Data

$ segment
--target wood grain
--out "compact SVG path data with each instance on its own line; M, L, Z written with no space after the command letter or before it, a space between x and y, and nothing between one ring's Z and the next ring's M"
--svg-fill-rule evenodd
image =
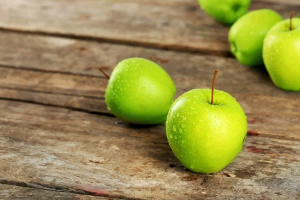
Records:
M254 0L250 10L270 8L288 18L296 1ZM3 0L0 28L228 56L228 28L194 0Z
M2 98L111 114L104 100L107 80L95 66L114 66L132 56L161 58L168 60L158 63L175 82L176 97L194 88L210 88L214 70L218 68L216 88L240 102L250 129L300 138L300 94L279 90L265 71L234 59L4 32L0 39Z
M4 100L0 110L1 183L133 200L296 200L300 194L298 140L248 136L232 164L206 175L184 170L163 125L130 126Z
M0 184L1 200L118 200L116 198L96 197L90 195L53 192L8 184Z

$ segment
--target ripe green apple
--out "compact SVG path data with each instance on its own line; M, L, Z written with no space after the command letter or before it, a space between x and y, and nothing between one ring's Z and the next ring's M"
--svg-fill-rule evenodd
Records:
M155 62L134 58L119 62L105 94L108 108L130 124L154 124L166 120L176 88L166 72Z
M217 20L232 24L247 13L251 0L198 0L202 8Z
M228 93L194 89L177 98L166 122L168 140L184 166L198 172L220 171L242 149L247 132L245 114Z
M264 39L282 20L280 14L269 9L252 11L238 20L229 30L228 40L231 52L238 62L250 66L263 65Z
M277 23L264 42L264 61L273 82L278 88L300 91L300 18Z

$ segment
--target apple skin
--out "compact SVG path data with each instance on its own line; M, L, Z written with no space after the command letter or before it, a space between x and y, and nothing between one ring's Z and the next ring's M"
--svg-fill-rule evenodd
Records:
M231 163L242 150L247 132L245 114L236 99L214 90L194 89L177 98L166 122L168 140L189 170L210 174Z
M251 0L198 0L200 6L218 22L231 25L247 13Z
M300 91L300 18L277 23L264 42L264 61L272 81L287 90Z
M250 66L262 66L264 39L272 26L282 20L280 14L270 9L252 11L238 20L228 34L231 52L238 60Z
M105 94L108 110L123 122L140 124L162 123L174 100L175 84L155 62L126 59L112 73Z

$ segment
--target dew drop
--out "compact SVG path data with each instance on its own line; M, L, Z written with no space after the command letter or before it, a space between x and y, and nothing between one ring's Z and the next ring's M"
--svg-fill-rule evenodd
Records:
M173 131L176 132L176 126L175 125L173 125Z

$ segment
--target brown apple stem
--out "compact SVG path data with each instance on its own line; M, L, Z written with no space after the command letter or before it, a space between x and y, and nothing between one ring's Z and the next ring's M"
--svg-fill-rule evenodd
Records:
M103 75L104 75L105 76L105 77L108 78L108 79L110 79L110 75L106 74L106 72L104 72L104 70L103 70L103 68L102 68L102 66L100 67L99 70L100 70L100 72L102 72L102 74L103 74Z
M212 102L210 104L214 105L214 82L216 82L216 74L218 72L218 70L214 70L214 79L212 79Z
M294 14L295 14L295 12L292 10L291 12L290 12L290 30L292 30L292 16L294 16Z

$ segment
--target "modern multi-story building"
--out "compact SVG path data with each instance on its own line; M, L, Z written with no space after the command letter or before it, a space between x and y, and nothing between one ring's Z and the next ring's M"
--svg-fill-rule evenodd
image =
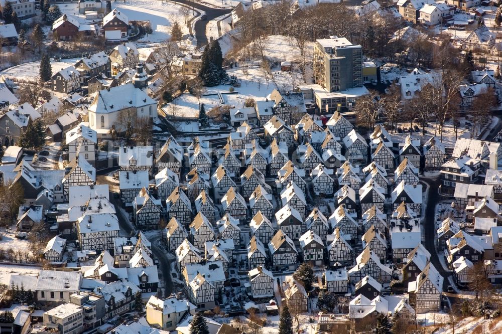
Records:
M329 92L362 86L362 47L346 38L317 40L314 79Z

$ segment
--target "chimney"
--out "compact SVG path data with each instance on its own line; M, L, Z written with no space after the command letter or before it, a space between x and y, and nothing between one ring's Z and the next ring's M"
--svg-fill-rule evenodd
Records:
M490 169L498 169L498 159L496 152L492 152L490 153Z

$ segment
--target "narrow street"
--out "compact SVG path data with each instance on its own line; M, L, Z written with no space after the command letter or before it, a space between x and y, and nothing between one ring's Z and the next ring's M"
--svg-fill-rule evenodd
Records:
M109 173L109 170L104 173L98 172L96 183L98 185L107 184L110 189L115 184L111 183L106 178L105 175ZM131 236L136 233L136 229L129 222L129 217L126 216L127 213L122 208L122 201L119 198L115 198L115 193L110 191L109 194L110 202L115 206L115 210L117 212L117 218L118 219L118 225L120 228L120 232L124 234L121 236ZM162 290L159 290L159 298L167 298L173 292L173 281L171 279L171 268L169 259L166 256L167 251L162 246L162 232L158 231L155 234L149 234L148 239L152 243L152 252L155 258L159 261L158 268L159 271L159 279L163 280L164 284ZM163 292L163 293L162 293Z

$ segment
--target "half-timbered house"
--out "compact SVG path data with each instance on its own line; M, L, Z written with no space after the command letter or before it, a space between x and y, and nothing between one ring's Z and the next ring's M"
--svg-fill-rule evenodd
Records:
M274 275L272 273L258 266L247 273L251 284L251 295L255 300L269 300L274 297Z
M249 269L265 266L267 262L267 253L265 246L256 235L251 237L247 245L247 264Z
M190 225L190 233L193 245L199 249L203 249L206 241L214 240L216 236L211 222L201 213L198 213Z
M391 172L394 169L394 153L383 141L380 142L371 153L371 159L386 171Z
M295 143L295 133L286 122L277 116L274 116L263 125L265 139L269 143L274 139L277 142L283 141L288 147L292 147Z
M399 184L401 181L404 181L406 185L418 185L420 182L418 169L413 165L406 156L394 172L396 184Z
M394 210L404 202L417 217L421 217L422 185L406 185L401 181L391 194L391 201Z
M423 147L424 168L426 171L439 171L444 163L446 151L444 144L439 138L433 136Z
M154 164L154 149L151 146L120 146L118 150L118 165L120 171L147 171L152 173Z
M291 160L288 160L279 170L277 172L277 175L279 181L283 187L292 182L298 186L302 192L305 191L305 171L298 169Z
M267 244L276 233L270 220L261 211L258 211L249 222L249 229L251 235Z
M211 177L211 182L214 199L217 201L220 201L230 188L237 187L235 183L232 179L230 172L222 164L218 166L216 172Z
M289 206L300 213L302 219L307 216L307 201L303 192L291 182L281 192L281 202L283 206Z
M183 148L173 136L169 136L156 156L155 164L159 169L169 168L180 177L183 158Z
M368 161L368 144L359 132L352 130L343 138L345 157L354 165L366 165Z
M408 284L410 304L417 313L441 309L443 278L430 263L414 282Z
M219 237L222 239L231 239L233 240L235 246L240 245L240 233L239 221L236 219L222 219L218 221L218 231ZM240 248L240 247L239 247Z
M340 233L340 228L337 227L333 234L328 236L327 241L329 243L331 238L333 240L328 245L328 256L329 264L331 265L336 262L351 264L352 262L353 250L344 237L344 235Z
M389 283L392 270L380 262L378 256L366 247L355 259L356 265L348 271L350 282L354 284L365 276L370 276L380 283Z
M242 166L240 160L237 157L238 150L234 149L230 143L227 143L223 149L223 154L220 158L219 164L226 169L231 177L236 178L238 176Z
M375 206L373 206L362 214L362 223L361 225L363 233L374 226L384 234L387 234L389 225L387 224L387 215Z
M321 237L312 231L307 231L300 237L303 261L312 265L324 262L324 244Z
M185 227L180 224L176 217L173 217L167 223L164 230L166 233L166 243L170 252L174 252L186 239L188 238L188 233Z
M92 186L96 184L96 169L85 159L78 159L66 166L68 171L63 178L63 196L68 200L68 191L73 186Z
M276 270L283 268L289 270L296 268L298 252L293 240L282 230L278 231L269 243L269 251L272 266Z
M345 209L344 205L338 206L329 217L329 223L333 230L339 228L341 233L350 237L351 242L357 240L359 224Z
M315 207L311 211L307 219L305 225L307 231L311 231L319 237L323 242L325 243L329 230L328 219L322 214L318 207Z
M338 111L335 111L326 125L334 135L339 138L345 138L354 128L352 123Z
M270 190L269 190L270 191ZM272 195L262 186L258 186L249 198L251 215L254 216L259 212L269 220L274 219L274 208L272 205Z
M362 248L369 247L384 263L387 259L387 240L380 231L371 226L362 236Z
M247 205L242 195L233 187L228 189L221 199L223 213L227 213L239 220L245 220L247 217Z
M422 152L419 147L420 146L420 141L412 139L411 136L408 135L405 139L404 143L400 144L399 158L400 161L403 161L405 158L408 158L408 161L416 168L420 168L420 157Z
M275 140L272 140L270 144L270 161L269 164L270 175L277 175L288 159L288 146L286 143L280 141L278 143Z
M347 268L338 267L324 269L324 286L331 293L346 293L348 290L348 274Z
M185 239L176 249L176 262L179 272L183 272L188 263L199 263L202 261L200 251L188 239Z
M275 214L277 226L293 240L297 240L305 232L305 225L301 214L295 209L286 205Z
M155 175L157 196L162 203L165 203L173 191L179 186L180 179L178 174L167 167Z
M192 204L188 197L179 187L177 187L166 200L166 210L168 219L173 217L184 226L192 221Z
M160 220L162 203L145 188L142 188L133 201L133 217L140 230L156 229Z
M308 142L298 145L296 154L306 175L310 176L312 170L323 162L322 158Z
M266 189L269 192L272 191L270 186L265 182L263 173L253 165L248 166L240 175L240 185L242 196L245 198L249 198L259 187Z

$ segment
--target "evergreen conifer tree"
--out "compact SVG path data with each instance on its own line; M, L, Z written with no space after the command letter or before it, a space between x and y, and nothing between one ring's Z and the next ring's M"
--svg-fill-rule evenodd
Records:
M178 42L183 39L183 34L181 32L181 27L178 21L175 21L173 26L171 27L171 40L173 42Z
M46 82L51 80L52 76L52 66L51 65L49 55L44 54L40 61L40 79L41 82Z
M193 316L192 322L190 323L190 334L209 334L209 330L207 328L207 323L205 318L202 316L202 313L197 312Z
M35 45L38 47L38 51L40 52L42 50L42 44L44 41L44 32L42 31L42 27L40 24L37 24L33 31L32 32L32 40Z
M284 304L281 310L279 334L293 334L293 318L287 304Z
M14 10L13 9L11 3L6 1L5 6L4 6L4 10L2 12L2 15L4 16L4 21L5 21L6 25L12 23L12 15L14 13Z
M202 127L205 127L209 123L209 120L206 114L206 109L204 107L204 103L200 105L200 110L199 110L199 123Z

To do
Copy the material from its beginning through the line that contains "M277 23L264 42L264", both ends included, reproducing every line unchanged. Omit the picture from your copy.

Task answer
$ segment
--target wood grain
--out "compact SVG path data with each instance on its own line; M, L, Z written with no space after the command letter or before it, a space between x and y, and nothing between one ring's Z and the next ring's M"
--svg-fill-rule evenodd
image =
Records:
M254 0L250 10L270 8L288 18L296 1ZM3 0L0 28L228 56L228 28L194 0Z
M2 98L111 114L104 100L107 80L95 66L114 66L132 56L161 58L168 60L158 63L175 82L176 97L194 88L210 88L214 70L218 68L216 88L240 102L250 129L300 138L300 94L279 90L265 71L234 59L4 32L0 39Z
M4 100L0 110L1 183L133 200L296 200L300 194L298 140L248 136L232 164L206 175L184 170L163 125L130 126Z
M0 184L1 200L118 200L116 198L96 197L90 195L53 192L8 184Z

$ segment
--target ripe green apple
--out "compact SVG path data with each instance on its own line; M, L, Z written with no space after the command letter or before it, a space between x and y, and nothing between one ring's Z and the next ring's M"
--svg-fill-rule evenodd
Records:
M155 62L134 58L119 62L105 94L108 108L130 124L154 124L166 120L176 88L166 72Z
M217 20L232 24L247 13L251 0L198 0L202 8Z
M228 93L194 89L177 98L166 122L168 140L184 166L198 172L220 171L242 149L247 132L245 114Z
M264 39L282 20L280 14L269 9L252 11L238 20L229 30L228 40L231 52L238 62L250 66L263 65Z
M277 23L264 42L264 61L273 82L278 88L300 91L300 18Z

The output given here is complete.